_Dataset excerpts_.
■ ■ ■
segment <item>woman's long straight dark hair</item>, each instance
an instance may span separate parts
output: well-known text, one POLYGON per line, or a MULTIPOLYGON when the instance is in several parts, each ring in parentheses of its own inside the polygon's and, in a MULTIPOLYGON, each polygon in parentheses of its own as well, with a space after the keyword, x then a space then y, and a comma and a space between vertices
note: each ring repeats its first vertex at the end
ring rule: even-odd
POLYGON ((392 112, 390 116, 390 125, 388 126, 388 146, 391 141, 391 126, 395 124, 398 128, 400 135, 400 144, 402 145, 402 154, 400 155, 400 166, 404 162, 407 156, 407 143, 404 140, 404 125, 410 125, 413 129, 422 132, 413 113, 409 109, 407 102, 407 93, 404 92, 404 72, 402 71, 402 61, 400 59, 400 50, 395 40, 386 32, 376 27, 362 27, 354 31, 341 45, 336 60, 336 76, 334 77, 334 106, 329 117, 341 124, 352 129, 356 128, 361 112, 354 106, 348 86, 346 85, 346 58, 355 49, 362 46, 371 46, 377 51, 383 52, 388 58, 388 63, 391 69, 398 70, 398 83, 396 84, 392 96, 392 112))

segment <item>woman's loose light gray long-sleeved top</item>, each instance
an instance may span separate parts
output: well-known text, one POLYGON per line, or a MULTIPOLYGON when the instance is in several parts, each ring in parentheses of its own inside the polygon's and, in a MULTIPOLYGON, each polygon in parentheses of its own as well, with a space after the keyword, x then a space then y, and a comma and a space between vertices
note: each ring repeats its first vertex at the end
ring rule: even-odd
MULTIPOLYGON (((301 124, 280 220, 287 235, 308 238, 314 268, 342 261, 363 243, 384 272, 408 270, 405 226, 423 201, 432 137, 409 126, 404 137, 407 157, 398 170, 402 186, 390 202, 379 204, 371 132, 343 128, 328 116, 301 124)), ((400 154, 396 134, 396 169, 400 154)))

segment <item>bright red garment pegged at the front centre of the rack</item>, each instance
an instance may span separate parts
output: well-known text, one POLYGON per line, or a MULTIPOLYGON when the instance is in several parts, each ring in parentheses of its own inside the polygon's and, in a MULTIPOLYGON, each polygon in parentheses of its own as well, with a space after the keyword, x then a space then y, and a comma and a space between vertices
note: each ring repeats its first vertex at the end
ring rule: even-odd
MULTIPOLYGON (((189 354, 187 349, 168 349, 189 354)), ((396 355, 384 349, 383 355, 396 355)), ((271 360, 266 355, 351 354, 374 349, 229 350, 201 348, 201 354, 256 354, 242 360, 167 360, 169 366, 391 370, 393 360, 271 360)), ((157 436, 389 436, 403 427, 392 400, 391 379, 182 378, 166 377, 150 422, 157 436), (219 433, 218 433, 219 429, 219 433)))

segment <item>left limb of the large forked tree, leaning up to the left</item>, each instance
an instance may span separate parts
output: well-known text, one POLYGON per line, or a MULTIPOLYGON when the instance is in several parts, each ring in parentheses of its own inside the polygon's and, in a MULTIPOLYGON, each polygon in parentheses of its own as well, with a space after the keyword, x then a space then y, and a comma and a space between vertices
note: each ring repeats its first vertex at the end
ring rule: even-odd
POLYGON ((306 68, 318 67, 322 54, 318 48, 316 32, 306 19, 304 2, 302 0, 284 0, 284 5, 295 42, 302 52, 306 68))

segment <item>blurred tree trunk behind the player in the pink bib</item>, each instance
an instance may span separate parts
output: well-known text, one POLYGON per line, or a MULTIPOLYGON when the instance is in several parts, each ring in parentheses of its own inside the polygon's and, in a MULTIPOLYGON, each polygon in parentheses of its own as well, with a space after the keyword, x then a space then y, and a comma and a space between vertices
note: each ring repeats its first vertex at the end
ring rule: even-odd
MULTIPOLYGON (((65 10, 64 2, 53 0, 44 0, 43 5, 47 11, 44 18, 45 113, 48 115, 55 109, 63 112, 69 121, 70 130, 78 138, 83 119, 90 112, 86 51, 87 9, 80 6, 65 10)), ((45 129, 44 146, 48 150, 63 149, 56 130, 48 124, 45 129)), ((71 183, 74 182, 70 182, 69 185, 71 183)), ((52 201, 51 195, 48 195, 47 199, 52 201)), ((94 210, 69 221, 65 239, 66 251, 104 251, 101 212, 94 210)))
■ ■ ■
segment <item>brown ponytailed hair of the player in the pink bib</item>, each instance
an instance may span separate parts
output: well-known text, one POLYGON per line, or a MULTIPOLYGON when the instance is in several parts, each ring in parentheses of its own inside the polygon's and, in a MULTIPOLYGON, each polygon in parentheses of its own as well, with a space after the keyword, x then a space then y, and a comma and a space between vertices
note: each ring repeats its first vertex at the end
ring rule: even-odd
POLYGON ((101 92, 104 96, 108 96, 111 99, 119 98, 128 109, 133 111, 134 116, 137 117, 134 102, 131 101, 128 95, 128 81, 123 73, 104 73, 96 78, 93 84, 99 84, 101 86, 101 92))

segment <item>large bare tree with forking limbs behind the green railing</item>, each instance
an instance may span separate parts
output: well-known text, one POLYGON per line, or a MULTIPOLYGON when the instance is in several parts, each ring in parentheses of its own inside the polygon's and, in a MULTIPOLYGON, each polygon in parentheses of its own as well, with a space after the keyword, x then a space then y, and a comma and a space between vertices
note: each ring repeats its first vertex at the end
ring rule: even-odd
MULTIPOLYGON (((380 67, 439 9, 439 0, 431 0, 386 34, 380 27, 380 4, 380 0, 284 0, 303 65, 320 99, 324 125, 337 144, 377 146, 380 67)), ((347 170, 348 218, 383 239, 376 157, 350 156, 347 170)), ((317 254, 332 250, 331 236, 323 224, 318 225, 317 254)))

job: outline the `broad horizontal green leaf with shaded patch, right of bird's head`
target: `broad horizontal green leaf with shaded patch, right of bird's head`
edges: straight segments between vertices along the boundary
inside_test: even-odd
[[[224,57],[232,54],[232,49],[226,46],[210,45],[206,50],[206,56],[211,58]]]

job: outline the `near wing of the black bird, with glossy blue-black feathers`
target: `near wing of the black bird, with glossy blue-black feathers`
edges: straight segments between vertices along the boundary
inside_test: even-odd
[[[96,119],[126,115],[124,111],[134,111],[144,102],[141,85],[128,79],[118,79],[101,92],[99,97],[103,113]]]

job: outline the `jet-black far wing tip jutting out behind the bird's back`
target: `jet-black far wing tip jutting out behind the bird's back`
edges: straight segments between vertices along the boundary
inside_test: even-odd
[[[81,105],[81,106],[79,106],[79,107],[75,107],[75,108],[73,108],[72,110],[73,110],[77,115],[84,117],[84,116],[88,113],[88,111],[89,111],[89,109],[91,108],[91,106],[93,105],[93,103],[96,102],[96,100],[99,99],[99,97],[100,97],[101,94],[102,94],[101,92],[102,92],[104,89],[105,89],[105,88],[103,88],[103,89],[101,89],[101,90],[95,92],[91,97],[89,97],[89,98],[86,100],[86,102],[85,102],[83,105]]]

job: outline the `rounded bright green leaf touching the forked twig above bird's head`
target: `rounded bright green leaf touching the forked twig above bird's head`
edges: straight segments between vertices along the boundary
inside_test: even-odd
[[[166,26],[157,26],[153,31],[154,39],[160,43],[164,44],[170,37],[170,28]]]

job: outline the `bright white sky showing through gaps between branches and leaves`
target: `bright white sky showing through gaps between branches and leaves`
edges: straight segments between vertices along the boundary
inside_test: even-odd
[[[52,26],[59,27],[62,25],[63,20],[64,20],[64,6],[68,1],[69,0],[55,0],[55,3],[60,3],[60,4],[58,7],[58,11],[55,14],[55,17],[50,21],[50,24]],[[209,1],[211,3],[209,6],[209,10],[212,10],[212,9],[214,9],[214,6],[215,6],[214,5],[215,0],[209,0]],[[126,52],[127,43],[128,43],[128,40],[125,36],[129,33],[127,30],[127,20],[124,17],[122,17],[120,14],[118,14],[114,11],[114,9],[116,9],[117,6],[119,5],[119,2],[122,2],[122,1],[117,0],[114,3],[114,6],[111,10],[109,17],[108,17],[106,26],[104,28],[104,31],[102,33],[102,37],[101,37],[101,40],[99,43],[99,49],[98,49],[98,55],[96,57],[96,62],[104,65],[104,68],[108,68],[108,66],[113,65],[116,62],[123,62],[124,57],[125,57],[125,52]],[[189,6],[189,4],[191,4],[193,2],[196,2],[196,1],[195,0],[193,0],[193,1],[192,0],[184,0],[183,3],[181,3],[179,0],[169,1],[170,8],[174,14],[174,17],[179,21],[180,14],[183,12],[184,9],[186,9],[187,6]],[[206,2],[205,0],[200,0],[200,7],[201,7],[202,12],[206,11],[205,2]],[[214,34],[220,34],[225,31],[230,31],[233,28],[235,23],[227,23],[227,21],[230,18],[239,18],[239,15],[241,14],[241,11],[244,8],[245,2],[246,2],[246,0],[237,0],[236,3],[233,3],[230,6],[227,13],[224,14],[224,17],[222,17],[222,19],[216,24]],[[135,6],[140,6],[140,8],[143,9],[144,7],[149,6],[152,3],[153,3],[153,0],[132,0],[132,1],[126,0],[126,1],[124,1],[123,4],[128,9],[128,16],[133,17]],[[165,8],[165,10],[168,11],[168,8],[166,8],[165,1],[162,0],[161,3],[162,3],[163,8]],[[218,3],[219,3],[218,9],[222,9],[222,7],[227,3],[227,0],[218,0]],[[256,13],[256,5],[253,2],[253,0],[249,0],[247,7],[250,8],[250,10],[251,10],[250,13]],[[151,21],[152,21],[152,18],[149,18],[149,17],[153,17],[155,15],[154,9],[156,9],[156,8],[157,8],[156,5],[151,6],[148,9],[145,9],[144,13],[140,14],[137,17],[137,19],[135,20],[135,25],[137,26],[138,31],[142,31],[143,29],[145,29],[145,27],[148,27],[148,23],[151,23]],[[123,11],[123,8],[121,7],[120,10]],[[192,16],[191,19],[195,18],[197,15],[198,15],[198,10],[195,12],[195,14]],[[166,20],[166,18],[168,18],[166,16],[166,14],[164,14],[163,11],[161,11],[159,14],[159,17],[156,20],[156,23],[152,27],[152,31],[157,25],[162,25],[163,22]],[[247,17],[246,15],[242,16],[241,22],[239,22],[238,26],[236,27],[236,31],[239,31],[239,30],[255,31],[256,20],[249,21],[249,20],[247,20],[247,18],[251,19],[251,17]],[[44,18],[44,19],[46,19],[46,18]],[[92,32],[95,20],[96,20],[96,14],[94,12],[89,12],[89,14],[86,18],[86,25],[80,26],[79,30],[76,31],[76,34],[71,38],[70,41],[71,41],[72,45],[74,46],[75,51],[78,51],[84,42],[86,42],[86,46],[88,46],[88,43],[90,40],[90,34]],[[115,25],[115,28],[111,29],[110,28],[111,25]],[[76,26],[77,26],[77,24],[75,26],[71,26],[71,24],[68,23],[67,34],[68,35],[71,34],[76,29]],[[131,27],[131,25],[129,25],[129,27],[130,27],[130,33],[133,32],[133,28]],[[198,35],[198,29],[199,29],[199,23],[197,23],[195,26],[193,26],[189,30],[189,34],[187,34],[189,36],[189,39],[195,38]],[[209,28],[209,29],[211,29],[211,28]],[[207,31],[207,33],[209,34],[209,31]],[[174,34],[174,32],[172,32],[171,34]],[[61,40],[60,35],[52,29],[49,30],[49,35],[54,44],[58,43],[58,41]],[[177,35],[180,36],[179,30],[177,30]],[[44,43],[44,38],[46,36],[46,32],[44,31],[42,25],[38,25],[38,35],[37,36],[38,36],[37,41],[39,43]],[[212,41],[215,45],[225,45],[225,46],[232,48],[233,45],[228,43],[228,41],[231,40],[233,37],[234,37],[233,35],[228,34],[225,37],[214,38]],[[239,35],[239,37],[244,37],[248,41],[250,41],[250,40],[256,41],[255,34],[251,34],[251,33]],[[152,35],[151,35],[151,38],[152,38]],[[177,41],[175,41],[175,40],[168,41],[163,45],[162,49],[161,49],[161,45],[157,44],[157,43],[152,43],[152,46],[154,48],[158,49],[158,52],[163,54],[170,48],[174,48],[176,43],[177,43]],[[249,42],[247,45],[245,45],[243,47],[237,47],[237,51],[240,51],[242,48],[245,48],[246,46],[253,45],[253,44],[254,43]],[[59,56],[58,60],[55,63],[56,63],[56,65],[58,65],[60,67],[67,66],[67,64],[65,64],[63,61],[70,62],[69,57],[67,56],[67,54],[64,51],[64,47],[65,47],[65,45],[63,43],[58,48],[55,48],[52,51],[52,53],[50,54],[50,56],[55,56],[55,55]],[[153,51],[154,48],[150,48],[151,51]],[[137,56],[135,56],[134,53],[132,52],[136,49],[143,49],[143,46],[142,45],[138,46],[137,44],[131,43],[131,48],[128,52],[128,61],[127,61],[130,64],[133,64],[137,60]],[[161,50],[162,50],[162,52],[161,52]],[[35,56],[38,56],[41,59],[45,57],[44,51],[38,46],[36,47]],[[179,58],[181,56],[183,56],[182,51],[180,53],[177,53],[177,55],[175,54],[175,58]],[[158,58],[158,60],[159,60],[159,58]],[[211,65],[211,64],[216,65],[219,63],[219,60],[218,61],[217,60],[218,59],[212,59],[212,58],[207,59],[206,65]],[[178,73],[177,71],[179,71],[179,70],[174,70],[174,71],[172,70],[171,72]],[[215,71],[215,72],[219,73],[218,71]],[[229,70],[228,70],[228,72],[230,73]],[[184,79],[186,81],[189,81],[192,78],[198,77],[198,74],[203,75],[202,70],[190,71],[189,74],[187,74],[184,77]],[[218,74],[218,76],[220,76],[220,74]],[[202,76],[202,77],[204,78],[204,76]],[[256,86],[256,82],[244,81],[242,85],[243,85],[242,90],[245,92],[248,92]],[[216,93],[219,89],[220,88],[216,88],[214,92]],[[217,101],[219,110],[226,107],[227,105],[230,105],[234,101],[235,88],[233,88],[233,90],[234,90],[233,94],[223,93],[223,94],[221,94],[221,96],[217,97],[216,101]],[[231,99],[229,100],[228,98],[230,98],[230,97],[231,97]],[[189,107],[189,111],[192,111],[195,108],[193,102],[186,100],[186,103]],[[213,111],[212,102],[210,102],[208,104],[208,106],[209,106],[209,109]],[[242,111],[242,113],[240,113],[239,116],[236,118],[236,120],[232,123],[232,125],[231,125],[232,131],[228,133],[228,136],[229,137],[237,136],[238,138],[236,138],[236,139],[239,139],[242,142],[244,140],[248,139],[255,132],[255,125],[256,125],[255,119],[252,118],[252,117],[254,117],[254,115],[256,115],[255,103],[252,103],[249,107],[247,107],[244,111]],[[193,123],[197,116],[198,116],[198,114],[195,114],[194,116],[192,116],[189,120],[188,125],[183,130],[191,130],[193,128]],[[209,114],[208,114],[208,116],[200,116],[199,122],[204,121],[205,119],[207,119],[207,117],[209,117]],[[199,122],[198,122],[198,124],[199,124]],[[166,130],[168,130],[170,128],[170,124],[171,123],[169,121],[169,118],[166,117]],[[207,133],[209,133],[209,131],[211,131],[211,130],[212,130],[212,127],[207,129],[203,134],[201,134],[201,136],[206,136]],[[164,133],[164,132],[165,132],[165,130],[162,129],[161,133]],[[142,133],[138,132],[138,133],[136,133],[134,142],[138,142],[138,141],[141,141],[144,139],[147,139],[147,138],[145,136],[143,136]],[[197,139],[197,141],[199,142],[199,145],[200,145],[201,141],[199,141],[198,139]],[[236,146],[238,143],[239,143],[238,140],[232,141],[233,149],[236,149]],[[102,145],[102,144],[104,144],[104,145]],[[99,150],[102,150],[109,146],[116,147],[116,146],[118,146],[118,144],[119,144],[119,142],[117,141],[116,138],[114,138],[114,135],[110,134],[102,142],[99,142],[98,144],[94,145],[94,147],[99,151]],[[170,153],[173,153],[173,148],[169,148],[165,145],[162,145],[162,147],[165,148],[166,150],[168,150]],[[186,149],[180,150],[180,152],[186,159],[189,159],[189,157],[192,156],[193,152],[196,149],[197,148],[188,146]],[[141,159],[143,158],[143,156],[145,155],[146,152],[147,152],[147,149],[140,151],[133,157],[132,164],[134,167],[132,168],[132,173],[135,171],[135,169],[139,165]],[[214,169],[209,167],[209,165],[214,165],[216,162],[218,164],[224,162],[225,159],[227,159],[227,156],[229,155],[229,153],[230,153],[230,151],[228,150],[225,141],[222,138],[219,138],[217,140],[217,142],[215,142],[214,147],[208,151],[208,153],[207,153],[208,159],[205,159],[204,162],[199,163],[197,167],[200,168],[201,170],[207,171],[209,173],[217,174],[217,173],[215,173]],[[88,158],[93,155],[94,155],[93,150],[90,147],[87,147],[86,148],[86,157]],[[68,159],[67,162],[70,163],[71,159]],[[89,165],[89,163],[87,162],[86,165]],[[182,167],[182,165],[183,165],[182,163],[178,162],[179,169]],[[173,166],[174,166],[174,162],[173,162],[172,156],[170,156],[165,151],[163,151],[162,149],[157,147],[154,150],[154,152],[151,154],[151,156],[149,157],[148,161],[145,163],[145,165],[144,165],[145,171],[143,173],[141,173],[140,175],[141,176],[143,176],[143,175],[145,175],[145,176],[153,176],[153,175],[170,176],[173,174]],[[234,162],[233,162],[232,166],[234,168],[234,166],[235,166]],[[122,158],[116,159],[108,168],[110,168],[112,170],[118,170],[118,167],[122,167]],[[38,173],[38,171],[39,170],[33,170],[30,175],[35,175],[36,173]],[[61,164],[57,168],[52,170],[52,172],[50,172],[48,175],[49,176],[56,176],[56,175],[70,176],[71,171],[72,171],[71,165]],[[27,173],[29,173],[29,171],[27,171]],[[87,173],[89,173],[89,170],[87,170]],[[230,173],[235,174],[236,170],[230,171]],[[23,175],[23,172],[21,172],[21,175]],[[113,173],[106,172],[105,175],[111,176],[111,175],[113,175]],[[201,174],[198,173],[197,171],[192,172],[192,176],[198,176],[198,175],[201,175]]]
■ ■ ■
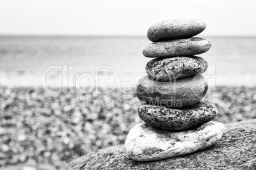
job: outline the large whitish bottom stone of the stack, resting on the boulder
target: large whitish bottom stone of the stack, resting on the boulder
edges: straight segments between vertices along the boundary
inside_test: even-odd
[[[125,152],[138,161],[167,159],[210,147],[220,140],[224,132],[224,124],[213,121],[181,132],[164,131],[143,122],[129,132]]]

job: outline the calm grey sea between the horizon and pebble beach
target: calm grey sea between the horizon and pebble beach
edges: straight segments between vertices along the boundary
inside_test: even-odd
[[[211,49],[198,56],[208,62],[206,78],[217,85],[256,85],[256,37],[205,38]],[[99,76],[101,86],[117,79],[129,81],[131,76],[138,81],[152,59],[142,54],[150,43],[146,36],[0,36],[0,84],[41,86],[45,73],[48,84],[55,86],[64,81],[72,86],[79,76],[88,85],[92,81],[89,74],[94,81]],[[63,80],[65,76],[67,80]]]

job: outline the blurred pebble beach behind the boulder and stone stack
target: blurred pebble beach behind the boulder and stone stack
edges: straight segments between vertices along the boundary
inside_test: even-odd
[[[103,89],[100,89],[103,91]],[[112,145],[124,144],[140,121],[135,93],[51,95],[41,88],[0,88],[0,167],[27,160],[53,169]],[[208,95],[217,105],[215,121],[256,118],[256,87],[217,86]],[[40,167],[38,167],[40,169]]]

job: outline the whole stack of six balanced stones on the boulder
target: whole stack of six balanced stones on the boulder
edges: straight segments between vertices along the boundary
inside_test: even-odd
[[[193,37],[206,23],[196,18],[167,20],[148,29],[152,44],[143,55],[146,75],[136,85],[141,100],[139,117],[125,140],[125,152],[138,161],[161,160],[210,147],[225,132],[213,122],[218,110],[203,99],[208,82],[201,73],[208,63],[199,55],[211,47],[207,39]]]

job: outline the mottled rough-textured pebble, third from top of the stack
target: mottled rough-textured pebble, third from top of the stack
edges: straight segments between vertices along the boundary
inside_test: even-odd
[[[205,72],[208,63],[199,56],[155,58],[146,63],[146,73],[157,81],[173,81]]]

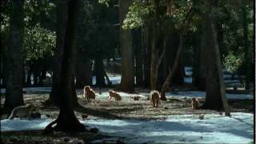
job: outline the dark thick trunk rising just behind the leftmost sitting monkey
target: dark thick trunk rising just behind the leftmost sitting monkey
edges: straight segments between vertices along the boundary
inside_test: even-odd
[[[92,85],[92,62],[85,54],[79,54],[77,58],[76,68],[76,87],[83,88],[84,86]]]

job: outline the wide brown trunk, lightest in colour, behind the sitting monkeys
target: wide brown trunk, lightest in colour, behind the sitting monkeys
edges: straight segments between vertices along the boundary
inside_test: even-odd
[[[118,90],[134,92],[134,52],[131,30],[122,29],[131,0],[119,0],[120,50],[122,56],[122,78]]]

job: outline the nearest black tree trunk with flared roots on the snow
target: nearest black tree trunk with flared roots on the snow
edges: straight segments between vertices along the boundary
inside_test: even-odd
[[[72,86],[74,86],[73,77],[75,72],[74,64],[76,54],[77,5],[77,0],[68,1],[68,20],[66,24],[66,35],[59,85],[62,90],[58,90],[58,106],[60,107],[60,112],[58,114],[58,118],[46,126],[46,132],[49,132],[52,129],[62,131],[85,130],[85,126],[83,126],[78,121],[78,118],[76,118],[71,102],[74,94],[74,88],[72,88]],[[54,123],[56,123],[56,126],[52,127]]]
■ ■ ■
_Task details_. What is the number of lines in the entries that include the string "back"? Reply with that number alone.

_Solution to this problem_. 2